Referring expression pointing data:
_____
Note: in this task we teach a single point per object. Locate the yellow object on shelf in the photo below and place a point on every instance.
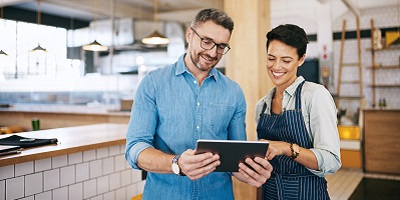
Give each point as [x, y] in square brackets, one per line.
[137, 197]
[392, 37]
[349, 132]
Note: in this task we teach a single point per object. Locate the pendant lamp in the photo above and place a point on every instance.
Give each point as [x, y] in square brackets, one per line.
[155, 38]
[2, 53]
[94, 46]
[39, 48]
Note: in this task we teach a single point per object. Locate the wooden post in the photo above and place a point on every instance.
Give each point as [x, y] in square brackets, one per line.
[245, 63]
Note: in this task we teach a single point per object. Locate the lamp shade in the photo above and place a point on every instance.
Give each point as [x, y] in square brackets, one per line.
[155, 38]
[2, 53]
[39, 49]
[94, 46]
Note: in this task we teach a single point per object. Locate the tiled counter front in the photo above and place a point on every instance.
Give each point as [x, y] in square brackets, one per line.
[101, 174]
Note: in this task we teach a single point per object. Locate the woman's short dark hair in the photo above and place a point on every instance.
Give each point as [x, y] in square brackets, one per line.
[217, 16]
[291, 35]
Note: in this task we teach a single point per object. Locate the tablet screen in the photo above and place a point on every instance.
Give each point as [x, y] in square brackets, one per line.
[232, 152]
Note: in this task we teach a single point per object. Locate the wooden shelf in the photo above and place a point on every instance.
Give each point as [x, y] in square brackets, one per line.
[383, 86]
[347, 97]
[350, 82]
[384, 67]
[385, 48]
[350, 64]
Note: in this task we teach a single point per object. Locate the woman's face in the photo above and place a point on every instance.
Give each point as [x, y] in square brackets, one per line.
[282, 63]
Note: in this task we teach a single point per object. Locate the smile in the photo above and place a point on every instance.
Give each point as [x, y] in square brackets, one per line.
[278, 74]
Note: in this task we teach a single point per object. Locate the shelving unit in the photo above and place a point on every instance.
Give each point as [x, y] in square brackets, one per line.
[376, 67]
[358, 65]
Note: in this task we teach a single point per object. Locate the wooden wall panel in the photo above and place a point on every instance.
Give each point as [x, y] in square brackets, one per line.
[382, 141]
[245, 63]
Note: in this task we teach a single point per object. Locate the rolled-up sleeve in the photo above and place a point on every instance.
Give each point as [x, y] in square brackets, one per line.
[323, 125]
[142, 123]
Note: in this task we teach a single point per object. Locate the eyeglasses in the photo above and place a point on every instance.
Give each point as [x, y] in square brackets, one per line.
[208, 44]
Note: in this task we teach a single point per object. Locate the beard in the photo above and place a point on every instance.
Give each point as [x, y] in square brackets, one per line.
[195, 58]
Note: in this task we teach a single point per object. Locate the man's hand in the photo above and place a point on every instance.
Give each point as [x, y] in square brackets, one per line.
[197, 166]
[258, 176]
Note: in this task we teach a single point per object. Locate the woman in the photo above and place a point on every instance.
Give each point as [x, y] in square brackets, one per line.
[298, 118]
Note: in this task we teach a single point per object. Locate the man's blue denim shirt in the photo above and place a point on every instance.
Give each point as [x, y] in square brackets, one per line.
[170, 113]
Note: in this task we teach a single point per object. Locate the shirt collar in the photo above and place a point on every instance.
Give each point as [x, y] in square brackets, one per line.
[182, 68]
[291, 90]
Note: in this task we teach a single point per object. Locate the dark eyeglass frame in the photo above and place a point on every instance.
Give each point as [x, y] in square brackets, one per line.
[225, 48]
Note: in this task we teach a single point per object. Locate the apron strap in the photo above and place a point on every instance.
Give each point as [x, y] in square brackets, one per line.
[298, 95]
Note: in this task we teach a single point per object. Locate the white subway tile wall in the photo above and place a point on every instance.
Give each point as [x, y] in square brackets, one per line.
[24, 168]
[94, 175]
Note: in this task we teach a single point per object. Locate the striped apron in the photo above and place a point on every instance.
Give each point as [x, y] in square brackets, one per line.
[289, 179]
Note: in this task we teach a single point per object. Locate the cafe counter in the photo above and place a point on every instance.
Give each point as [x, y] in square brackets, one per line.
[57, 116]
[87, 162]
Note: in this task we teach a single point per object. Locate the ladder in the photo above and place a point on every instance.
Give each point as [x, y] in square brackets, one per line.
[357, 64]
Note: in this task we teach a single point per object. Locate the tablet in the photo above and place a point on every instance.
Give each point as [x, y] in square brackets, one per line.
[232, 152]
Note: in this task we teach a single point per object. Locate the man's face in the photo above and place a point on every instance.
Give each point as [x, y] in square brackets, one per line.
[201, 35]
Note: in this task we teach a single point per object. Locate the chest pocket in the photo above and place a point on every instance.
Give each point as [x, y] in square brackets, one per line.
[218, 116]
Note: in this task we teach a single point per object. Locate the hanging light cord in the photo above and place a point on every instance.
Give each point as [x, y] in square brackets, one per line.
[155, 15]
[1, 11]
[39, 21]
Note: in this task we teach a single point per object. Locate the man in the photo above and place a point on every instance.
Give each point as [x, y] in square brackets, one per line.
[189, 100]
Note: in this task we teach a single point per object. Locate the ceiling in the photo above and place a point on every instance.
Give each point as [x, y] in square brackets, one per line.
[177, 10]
_____
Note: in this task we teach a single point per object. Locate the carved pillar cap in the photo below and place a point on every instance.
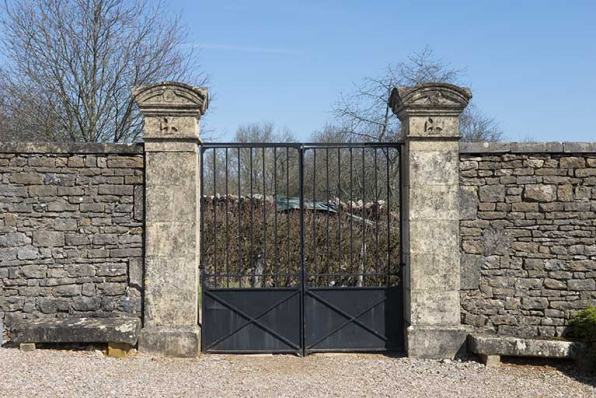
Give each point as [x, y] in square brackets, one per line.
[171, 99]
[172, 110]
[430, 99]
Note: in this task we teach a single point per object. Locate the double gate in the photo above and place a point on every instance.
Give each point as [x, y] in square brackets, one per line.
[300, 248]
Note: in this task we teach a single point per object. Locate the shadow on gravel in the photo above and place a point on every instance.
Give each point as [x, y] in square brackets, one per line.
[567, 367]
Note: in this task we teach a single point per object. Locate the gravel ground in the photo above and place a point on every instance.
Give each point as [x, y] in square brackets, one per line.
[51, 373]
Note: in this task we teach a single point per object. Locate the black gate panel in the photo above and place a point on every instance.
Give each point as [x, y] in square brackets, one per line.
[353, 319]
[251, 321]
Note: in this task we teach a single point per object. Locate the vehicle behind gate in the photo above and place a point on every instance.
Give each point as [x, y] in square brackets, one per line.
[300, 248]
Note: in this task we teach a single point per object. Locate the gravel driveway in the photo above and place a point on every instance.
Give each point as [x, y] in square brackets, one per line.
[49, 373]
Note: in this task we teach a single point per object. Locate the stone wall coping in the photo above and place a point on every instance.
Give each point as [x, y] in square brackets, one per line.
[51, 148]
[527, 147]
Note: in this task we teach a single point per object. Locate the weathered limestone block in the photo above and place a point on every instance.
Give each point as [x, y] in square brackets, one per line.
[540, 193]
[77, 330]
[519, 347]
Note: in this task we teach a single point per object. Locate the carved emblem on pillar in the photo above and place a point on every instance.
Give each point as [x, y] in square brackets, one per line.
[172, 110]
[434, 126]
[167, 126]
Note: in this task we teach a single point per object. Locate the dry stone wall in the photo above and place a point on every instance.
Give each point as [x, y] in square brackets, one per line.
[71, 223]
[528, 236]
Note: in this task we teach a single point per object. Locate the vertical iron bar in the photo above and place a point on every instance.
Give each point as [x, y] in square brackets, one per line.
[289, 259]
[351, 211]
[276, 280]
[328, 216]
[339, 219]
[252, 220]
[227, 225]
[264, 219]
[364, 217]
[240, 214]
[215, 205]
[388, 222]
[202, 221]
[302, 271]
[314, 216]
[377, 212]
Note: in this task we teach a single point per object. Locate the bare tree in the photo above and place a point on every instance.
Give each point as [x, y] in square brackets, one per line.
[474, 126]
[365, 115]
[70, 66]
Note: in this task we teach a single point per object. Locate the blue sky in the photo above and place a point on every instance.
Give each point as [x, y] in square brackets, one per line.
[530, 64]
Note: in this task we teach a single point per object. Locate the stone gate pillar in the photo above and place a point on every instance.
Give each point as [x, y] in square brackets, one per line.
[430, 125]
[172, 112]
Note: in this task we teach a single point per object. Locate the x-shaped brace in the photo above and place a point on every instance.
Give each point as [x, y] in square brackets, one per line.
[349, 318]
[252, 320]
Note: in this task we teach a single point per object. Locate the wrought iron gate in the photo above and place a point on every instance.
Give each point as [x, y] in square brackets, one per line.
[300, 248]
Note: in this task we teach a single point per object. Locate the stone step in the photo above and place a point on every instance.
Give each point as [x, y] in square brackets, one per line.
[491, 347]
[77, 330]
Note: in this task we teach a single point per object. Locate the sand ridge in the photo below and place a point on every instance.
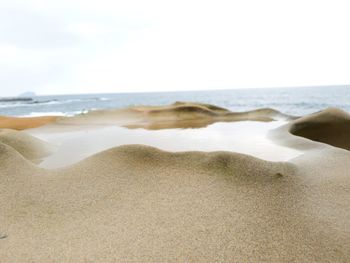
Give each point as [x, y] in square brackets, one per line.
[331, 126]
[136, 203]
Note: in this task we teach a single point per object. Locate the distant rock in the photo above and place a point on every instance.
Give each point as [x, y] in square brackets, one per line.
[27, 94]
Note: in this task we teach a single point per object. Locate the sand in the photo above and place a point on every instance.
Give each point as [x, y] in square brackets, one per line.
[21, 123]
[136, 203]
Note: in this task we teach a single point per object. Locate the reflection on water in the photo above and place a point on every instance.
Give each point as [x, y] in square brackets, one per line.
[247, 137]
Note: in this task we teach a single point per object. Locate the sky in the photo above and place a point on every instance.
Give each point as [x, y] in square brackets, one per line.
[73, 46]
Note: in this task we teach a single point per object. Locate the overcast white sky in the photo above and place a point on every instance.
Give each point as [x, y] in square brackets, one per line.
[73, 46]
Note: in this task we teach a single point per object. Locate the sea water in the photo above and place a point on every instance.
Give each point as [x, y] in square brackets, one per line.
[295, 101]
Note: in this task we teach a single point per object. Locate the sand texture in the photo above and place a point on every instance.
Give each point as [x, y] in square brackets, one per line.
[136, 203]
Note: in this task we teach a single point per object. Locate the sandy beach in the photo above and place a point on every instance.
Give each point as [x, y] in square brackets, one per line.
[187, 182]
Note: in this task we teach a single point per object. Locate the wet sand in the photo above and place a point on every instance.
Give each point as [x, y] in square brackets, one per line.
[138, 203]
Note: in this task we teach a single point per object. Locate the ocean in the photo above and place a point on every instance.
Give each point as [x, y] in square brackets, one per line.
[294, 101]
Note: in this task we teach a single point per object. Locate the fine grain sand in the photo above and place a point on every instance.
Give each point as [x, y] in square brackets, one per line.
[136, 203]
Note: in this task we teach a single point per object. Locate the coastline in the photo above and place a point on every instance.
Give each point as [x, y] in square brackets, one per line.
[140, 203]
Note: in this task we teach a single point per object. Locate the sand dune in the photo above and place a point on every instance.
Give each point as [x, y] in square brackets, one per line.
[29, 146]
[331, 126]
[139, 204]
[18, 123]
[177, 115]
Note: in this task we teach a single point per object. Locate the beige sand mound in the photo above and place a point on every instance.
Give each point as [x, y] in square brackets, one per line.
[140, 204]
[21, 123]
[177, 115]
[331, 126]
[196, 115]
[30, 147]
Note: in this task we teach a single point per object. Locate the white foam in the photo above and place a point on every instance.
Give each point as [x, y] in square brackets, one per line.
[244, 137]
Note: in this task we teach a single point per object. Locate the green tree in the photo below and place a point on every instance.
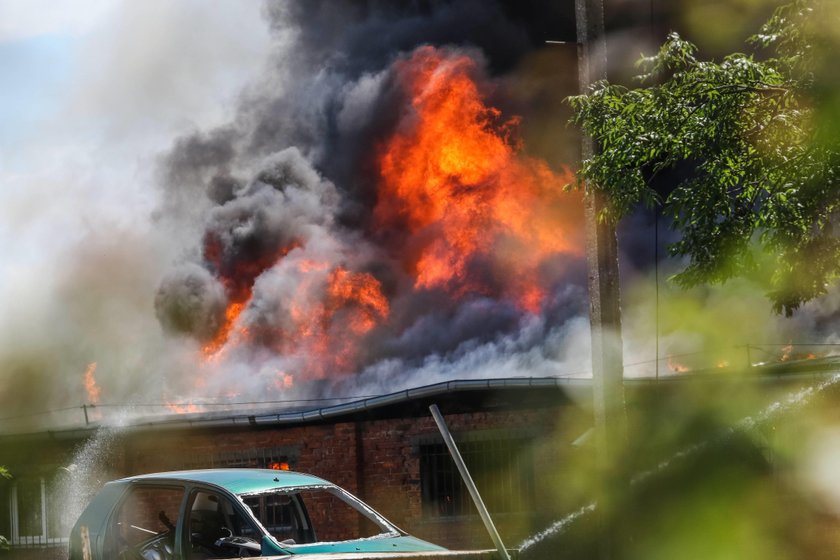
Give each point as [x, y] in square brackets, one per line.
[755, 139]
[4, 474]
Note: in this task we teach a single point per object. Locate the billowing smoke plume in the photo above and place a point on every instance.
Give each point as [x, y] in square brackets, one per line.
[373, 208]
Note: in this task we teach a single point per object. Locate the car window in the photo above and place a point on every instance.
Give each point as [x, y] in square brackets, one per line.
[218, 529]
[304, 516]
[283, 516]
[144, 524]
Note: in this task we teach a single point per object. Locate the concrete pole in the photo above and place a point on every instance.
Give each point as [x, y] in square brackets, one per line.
_____
### Exercise description
Only the lines of the data holding the string "panel" are wanted; copy each of them.

### Written response
Note: in this task we teach a single point per object. Locate the wooden wall panel in the photo above and place a point on every instance.
Note: in this task we teach a single point per object. Locate the black gate panel in the photo above and place a point on every instance.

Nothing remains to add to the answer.